**Directions for this task:** Using the data beneath this instruction, retype only the lines from the one that contains "Target: house window" down to the one that contains "of the evergreen", both included, exactly as they appear.

**Saved entries:**
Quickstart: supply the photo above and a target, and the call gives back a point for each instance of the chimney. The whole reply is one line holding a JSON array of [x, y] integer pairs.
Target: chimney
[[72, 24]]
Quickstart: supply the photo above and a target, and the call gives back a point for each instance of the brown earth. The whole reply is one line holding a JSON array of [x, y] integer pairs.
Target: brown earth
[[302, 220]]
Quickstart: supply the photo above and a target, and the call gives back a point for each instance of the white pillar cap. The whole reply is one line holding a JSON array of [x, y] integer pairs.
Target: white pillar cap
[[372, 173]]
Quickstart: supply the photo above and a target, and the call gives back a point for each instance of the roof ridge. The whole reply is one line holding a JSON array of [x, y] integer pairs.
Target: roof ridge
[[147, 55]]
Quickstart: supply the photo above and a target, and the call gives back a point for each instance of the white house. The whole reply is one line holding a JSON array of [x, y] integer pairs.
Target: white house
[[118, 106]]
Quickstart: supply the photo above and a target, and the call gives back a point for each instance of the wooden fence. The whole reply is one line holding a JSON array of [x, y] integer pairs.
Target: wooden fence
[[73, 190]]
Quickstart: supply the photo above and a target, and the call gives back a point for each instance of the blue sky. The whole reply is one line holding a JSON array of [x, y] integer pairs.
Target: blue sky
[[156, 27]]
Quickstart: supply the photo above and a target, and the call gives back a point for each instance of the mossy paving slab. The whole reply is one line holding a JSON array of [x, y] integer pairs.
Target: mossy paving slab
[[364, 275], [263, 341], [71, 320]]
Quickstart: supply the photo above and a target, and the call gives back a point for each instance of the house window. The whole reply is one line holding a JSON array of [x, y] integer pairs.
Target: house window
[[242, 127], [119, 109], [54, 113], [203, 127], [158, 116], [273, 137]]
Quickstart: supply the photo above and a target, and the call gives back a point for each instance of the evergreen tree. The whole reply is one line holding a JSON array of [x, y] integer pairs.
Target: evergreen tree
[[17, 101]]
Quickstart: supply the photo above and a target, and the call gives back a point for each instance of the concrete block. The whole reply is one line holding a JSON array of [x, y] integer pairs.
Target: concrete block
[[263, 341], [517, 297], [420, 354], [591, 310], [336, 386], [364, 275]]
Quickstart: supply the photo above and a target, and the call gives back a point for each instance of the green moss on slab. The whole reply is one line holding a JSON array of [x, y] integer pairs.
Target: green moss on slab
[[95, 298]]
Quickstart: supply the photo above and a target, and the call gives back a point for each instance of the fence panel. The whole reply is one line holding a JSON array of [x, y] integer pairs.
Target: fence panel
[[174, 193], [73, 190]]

**Response to the exercise:**
Target: house window
[[242, 127], [119, 109], [54, 113], [203, 127], [158, 116], [273, 137]]
Quickstart: supply the photo above and a target, and the call gives back a point for each instance of the evergreen tree. The whole reply is one line holding a JSON array of [x, y] integer pairs.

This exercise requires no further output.